[Spatial localization data]
------------
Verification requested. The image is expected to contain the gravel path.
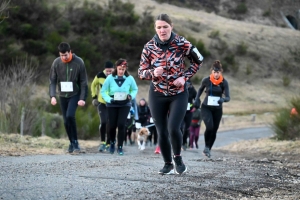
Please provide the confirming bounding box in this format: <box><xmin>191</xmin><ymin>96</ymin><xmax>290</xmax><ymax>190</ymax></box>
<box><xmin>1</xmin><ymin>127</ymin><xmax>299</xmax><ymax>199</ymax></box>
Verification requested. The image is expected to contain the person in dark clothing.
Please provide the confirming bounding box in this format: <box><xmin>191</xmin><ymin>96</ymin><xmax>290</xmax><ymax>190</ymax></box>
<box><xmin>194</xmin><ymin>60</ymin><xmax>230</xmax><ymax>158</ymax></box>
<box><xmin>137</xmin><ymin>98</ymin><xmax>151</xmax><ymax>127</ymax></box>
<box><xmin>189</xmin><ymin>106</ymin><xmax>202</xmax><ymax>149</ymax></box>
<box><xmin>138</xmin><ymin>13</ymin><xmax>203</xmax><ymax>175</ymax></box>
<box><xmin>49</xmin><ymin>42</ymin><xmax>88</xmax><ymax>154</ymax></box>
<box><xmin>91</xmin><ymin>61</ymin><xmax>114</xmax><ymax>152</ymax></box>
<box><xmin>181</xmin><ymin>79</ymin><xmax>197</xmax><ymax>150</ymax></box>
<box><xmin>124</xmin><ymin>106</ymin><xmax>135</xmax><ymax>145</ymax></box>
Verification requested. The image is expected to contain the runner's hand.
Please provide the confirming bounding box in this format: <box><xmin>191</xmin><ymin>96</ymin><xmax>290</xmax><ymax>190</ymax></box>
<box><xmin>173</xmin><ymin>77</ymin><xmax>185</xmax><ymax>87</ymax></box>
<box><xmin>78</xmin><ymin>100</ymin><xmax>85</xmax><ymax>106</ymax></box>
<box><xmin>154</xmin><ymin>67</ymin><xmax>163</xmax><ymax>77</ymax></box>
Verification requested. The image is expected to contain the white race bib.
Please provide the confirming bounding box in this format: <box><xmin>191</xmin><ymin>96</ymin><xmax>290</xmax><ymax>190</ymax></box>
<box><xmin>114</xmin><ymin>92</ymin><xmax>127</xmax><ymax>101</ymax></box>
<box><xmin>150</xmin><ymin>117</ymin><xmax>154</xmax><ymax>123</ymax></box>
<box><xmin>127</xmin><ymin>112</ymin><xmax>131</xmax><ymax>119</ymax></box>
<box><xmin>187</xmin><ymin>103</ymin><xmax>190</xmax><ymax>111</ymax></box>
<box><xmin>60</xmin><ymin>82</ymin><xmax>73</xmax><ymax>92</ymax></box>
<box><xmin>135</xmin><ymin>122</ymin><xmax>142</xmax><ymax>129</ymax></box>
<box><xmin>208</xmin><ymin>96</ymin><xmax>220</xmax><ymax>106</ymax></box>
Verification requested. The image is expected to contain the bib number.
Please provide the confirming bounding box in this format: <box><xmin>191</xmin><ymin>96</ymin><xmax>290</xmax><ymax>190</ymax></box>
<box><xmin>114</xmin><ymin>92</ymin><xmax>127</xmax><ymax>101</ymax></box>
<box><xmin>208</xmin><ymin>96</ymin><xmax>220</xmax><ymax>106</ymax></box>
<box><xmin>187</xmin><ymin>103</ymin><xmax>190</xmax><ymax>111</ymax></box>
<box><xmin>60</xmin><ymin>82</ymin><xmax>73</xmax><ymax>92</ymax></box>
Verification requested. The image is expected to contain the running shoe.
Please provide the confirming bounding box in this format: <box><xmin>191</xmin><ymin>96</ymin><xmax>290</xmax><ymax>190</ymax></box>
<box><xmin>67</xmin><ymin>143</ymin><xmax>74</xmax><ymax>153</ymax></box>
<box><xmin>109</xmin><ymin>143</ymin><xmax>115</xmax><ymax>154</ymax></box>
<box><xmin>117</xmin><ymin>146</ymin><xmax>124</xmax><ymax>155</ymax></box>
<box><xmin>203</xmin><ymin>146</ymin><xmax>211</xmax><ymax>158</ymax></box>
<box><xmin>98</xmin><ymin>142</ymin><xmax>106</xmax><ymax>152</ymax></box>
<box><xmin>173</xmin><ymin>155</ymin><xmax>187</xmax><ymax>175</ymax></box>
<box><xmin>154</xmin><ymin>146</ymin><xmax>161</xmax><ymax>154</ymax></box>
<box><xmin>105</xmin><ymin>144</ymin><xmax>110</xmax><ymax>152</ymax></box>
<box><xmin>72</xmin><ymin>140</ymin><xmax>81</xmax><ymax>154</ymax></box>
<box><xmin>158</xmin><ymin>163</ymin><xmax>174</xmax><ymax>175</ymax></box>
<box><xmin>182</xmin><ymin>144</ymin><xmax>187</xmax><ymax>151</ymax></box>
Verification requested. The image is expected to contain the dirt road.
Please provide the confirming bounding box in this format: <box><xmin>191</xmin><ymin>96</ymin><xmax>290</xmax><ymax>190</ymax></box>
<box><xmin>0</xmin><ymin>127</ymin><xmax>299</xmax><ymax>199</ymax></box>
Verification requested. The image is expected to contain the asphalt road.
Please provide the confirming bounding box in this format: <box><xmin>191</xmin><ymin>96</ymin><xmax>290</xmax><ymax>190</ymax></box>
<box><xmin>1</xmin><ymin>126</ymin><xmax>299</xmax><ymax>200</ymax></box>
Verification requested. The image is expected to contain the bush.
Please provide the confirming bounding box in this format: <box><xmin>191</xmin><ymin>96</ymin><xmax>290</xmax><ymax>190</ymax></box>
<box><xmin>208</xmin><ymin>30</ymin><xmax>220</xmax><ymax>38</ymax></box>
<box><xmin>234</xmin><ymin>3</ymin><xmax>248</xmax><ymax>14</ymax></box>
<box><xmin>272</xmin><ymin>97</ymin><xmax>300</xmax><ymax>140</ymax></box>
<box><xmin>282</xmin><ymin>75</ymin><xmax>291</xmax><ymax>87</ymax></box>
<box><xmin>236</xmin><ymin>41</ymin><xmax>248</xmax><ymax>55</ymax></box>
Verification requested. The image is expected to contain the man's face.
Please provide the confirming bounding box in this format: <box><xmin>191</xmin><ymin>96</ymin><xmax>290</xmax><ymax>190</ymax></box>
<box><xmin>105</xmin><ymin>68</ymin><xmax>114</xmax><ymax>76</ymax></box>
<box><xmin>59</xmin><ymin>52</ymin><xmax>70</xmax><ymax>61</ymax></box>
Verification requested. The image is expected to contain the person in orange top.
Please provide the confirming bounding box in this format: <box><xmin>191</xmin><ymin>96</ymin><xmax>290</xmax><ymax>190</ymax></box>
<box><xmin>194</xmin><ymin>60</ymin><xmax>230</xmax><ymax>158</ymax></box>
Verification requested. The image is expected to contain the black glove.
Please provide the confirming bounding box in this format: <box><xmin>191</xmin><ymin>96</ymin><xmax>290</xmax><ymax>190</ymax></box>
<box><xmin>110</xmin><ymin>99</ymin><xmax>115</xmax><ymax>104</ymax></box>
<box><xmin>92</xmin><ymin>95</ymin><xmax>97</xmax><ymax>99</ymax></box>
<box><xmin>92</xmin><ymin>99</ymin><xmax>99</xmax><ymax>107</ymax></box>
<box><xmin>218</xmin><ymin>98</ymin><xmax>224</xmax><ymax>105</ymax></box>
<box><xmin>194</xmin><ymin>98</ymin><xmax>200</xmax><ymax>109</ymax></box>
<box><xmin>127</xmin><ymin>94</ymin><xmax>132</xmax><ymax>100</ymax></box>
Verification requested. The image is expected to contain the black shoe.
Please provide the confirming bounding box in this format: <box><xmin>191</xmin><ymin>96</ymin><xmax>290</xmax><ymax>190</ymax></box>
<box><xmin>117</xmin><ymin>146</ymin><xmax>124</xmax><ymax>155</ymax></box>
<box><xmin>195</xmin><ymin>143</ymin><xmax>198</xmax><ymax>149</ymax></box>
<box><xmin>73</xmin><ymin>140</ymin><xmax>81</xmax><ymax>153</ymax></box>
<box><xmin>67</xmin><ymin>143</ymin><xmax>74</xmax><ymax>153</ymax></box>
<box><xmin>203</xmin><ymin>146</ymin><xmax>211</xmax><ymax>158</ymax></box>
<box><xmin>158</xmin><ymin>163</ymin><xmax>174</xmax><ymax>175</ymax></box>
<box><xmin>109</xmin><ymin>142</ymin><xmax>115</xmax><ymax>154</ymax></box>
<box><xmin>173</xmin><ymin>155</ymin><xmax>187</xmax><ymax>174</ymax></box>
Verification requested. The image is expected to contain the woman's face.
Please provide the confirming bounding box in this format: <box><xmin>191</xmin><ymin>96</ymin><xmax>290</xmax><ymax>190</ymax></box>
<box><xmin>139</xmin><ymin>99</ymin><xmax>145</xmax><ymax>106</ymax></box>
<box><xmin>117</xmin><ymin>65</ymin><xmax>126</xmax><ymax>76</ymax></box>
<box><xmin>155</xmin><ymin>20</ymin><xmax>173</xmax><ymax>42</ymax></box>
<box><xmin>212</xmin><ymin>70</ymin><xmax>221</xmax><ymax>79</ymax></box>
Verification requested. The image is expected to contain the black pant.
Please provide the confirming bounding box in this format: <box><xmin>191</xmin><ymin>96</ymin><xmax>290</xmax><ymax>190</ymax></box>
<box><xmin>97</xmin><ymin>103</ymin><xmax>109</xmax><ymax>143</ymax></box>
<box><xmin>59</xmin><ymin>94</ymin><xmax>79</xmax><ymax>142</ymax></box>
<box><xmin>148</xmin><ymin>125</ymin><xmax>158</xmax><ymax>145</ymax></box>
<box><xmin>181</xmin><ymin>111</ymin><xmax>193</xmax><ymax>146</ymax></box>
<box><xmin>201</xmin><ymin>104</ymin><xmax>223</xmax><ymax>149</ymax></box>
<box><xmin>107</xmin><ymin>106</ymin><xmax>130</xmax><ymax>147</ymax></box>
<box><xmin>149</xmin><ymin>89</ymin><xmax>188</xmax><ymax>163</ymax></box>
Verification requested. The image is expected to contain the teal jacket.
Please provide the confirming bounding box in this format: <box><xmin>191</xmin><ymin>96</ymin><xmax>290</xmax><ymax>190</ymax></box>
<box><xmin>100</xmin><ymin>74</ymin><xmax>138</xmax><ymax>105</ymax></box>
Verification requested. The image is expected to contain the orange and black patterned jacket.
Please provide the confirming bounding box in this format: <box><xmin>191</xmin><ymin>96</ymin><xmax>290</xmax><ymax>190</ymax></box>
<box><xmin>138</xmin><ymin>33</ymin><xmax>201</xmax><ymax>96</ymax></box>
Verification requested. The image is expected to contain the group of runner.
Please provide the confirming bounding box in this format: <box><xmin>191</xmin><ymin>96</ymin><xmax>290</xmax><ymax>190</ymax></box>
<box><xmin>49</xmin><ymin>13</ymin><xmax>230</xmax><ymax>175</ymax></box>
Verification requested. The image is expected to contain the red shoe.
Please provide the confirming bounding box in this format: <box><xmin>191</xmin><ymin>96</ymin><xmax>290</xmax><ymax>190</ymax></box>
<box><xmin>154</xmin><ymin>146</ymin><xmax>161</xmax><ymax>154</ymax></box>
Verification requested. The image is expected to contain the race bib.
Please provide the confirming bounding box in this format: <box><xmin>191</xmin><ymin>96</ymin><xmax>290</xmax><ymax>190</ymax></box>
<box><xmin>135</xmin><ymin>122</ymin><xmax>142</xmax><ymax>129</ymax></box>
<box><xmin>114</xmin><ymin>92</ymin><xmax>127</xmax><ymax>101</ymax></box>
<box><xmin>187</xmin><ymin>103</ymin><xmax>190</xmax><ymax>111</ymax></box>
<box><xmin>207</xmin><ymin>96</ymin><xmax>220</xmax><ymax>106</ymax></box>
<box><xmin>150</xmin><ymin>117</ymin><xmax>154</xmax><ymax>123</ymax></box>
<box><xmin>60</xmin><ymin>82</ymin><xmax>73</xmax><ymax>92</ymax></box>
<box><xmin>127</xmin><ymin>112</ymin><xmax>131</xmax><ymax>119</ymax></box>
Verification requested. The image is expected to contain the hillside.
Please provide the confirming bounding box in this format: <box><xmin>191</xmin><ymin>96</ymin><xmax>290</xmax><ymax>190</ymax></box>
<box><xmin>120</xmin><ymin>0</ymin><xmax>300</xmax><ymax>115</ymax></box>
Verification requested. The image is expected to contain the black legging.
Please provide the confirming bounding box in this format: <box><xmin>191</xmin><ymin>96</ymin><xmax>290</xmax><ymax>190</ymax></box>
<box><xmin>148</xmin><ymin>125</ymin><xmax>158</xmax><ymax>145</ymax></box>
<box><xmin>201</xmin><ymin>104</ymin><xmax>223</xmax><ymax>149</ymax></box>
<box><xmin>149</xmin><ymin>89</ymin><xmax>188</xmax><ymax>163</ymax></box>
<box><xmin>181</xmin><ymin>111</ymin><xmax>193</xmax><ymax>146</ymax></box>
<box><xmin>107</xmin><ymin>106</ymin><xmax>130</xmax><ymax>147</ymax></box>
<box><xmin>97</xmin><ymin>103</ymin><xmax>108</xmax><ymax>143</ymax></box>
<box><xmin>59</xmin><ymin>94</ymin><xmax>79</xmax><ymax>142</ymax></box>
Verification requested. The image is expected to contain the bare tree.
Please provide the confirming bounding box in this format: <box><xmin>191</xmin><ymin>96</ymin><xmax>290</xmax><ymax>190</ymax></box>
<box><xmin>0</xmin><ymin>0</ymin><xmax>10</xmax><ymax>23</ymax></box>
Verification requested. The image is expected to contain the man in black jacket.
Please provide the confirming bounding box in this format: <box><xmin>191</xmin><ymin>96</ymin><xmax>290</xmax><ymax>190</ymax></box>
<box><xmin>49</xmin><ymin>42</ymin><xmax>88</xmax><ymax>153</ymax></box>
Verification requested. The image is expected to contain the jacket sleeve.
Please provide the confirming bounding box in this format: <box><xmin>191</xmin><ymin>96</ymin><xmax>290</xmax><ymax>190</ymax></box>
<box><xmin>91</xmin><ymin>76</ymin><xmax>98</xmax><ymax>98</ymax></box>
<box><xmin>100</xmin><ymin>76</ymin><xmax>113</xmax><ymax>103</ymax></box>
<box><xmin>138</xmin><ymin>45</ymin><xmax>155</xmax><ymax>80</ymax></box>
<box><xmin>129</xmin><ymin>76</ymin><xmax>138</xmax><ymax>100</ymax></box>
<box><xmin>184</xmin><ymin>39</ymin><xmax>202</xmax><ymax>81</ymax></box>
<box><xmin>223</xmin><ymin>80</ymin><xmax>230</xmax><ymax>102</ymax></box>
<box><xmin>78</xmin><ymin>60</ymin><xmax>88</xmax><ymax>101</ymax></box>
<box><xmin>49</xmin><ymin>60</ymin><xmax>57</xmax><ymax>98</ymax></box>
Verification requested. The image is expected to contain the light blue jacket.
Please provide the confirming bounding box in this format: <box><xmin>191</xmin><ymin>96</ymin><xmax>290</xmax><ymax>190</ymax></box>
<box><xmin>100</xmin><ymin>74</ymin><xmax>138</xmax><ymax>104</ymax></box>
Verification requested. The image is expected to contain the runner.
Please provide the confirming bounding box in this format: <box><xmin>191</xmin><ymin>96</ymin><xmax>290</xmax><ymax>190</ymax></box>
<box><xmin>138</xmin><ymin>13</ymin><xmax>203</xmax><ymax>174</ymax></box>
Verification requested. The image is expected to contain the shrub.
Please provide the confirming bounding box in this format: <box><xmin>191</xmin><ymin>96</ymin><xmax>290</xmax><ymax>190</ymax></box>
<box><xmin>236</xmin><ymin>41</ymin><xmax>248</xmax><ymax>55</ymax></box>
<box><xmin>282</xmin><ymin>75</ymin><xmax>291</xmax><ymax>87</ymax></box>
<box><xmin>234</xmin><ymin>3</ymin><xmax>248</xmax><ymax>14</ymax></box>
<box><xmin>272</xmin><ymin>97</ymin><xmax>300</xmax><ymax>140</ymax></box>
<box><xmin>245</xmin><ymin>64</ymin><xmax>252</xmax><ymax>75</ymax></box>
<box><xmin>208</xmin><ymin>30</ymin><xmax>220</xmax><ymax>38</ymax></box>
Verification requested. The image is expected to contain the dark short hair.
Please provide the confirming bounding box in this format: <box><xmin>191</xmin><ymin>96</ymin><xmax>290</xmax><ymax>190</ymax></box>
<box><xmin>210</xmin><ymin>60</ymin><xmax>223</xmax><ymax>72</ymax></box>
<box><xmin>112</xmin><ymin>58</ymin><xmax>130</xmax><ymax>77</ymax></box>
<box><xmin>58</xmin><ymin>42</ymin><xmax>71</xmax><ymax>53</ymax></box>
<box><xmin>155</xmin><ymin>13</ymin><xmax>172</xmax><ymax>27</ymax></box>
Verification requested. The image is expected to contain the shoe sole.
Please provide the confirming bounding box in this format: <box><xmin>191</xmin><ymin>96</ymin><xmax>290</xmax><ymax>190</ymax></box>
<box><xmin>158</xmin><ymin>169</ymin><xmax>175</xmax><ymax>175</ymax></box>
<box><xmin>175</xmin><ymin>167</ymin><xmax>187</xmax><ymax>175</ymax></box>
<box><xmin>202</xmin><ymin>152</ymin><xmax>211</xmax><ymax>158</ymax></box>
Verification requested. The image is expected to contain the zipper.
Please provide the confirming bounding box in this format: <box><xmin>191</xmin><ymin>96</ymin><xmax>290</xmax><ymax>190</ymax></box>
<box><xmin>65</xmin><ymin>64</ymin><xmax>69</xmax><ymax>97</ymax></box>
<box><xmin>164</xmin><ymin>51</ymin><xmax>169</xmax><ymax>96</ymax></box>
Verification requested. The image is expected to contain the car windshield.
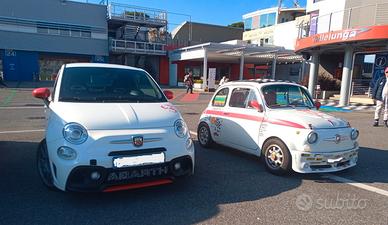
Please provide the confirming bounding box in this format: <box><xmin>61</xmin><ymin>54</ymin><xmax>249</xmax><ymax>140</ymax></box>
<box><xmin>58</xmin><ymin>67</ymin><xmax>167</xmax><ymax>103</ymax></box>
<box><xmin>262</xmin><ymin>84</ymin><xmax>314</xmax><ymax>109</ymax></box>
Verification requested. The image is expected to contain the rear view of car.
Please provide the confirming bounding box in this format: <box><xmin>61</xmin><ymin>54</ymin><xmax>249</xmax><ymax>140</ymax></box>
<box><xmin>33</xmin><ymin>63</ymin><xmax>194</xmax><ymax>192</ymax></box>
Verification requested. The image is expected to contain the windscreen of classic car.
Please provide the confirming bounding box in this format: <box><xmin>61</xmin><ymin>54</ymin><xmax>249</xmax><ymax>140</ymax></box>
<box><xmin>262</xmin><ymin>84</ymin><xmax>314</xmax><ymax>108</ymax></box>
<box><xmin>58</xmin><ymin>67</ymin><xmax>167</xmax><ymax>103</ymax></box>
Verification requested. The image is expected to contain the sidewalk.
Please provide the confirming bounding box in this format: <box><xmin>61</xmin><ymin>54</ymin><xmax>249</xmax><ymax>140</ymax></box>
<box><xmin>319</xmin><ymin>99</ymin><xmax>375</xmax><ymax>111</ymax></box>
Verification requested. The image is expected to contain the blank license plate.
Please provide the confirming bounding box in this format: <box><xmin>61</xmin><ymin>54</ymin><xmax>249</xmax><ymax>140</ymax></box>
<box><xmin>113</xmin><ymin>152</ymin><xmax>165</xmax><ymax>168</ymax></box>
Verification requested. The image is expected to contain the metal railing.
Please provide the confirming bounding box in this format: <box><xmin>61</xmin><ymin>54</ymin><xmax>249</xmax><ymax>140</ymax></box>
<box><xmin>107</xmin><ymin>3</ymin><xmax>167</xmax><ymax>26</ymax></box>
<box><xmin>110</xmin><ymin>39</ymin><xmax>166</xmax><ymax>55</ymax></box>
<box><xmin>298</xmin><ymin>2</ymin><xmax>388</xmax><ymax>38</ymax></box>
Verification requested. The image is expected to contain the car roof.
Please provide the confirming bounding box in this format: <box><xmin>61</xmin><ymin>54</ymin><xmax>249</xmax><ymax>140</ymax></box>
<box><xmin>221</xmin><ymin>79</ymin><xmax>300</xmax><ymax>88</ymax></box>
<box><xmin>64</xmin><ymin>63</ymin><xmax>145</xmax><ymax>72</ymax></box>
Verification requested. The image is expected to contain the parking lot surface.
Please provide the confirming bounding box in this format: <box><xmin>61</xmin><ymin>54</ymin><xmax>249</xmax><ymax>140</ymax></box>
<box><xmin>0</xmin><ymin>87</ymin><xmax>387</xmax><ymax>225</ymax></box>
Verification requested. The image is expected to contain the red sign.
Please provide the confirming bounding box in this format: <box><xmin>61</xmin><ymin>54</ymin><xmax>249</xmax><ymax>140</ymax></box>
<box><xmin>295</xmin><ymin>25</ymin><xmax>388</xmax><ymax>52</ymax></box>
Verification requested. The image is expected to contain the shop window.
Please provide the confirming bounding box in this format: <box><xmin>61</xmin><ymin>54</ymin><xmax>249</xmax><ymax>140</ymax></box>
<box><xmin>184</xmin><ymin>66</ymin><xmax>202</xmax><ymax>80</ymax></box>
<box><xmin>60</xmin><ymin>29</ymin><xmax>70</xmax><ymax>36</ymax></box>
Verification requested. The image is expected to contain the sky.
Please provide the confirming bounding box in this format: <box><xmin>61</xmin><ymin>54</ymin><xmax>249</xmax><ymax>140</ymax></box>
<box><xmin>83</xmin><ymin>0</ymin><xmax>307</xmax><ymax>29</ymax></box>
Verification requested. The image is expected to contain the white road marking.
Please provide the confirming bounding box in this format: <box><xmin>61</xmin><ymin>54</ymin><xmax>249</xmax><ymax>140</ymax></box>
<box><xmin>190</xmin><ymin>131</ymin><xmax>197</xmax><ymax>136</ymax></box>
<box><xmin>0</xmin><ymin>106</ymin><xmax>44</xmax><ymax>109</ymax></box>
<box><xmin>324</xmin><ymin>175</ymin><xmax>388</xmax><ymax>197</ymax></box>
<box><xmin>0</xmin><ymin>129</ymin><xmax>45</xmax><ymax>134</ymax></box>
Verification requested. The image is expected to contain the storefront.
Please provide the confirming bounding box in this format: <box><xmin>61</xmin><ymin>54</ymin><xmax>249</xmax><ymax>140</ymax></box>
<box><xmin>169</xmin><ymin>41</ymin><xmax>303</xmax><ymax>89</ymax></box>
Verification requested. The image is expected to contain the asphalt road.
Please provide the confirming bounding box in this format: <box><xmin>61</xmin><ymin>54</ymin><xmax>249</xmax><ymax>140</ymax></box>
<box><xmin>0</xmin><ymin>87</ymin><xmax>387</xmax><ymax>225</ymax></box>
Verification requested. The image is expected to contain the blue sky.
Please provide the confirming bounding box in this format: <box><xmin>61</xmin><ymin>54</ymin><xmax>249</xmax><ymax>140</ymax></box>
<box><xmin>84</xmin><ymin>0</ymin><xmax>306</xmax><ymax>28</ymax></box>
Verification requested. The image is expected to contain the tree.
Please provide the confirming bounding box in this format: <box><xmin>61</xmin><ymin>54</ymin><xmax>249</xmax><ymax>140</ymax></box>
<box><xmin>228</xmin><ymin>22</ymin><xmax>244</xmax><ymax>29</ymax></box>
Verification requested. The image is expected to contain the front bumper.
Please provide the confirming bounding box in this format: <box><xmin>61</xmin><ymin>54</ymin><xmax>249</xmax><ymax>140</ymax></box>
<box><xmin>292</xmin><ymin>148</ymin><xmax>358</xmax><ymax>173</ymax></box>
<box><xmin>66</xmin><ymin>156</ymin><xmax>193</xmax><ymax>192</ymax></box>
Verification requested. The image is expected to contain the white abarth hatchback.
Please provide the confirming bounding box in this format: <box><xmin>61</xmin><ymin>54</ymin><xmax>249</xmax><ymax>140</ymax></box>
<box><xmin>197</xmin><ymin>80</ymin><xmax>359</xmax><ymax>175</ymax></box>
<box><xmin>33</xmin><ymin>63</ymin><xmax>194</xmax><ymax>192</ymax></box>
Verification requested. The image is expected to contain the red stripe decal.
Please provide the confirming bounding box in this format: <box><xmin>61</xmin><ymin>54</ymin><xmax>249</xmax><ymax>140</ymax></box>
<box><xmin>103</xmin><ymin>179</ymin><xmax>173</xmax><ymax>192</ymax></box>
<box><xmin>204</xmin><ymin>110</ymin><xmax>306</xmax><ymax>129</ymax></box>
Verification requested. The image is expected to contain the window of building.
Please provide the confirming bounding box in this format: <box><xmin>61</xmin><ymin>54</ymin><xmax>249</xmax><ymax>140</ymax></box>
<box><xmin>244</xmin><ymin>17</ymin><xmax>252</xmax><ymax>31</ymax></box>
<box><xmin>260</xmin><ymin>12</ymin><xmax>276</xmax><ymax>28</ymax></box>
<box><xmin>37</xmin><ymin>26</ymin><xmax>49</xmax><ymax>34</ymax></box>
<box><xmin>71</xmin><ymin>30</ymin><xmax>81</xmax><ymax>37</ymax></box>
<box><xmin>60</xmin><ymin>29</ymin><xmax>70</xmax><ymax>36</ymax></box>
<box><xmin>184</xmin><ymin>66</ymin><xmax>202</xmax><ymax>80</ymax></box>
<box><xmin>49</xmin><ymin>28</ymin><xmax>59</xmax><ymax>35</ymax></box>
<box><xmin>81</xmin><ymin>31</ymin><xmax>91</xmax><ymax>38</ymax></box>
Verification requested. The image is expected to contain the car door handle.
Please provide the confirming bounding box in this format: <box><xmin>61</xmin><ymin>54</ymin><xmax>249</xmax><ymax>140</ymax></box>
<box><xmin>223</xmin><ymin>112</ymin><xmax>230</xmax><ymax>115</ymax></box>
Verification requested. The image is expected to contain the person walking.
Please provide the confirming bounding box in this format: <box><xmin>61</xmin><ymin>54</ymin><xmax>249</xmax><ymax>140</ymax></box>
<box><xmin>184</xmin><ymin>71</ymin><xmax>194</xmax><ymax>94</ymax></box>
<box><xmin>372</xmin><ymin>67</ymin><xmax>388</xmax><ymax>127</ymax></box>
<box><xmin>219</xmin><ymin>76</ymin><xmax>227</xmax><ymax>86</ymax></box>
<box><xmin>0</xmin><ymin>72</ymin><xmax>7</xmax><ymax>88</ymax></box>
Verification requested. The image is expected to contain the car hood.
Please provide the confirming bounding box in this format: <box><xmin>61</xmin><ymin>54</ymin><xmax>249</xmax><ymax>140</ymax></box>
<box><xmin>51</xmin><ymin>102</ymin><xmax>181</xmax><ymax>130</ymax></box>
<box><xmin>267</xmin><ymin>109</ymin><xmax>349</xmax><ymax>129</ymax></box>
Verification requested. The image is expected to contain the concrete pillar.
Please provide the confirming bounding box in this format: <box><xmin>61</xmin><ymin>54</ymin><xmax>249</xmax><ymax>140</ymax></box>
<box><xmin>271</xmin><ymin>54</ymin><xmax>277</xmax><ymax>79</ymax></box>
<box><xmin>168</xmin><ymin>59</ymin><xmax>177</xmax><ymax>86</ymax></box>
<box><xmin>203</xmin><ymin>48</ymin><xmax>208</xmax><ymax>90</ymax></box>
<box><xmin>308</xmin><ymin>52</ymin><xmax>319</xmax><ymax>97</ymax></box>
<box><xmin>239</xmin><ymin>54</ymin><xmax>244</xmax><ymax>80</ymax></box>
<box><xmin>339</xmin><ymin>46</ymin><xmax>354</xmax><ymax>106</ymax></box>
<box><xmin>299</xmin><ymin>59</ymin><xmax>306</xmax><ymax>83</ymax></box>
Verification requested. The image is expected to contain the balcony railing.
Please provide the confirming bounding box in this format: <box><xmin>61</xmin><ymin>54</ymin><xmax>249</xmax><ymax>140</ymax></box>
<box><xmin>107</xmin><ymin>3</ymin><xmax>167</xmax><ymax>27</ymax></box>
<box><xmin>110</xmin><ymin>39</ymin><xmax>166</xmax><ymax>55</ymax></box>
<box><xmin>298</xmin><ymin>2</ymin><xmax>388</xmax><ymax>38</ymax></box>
------------
TASK BRIEF> Give back exactly the lines from the first line of the data through the line with "in dark clothing.", pictures excluded.

YOUR RESPONSE>
Verification requested. The image is expected to contain the gravel path.
Please provide the confirming bounding box in this format: <box><xmin>191</xmin><ymin>96</ymin><xmax>290</xmax><ymax>190</ymax></box>
<box><xmin>1</xmin><ymin>127</ymin><xmax>299</xmax><ymax>199</ymax></box>
Verification requested. The image is expected to contain the person in dark clothing.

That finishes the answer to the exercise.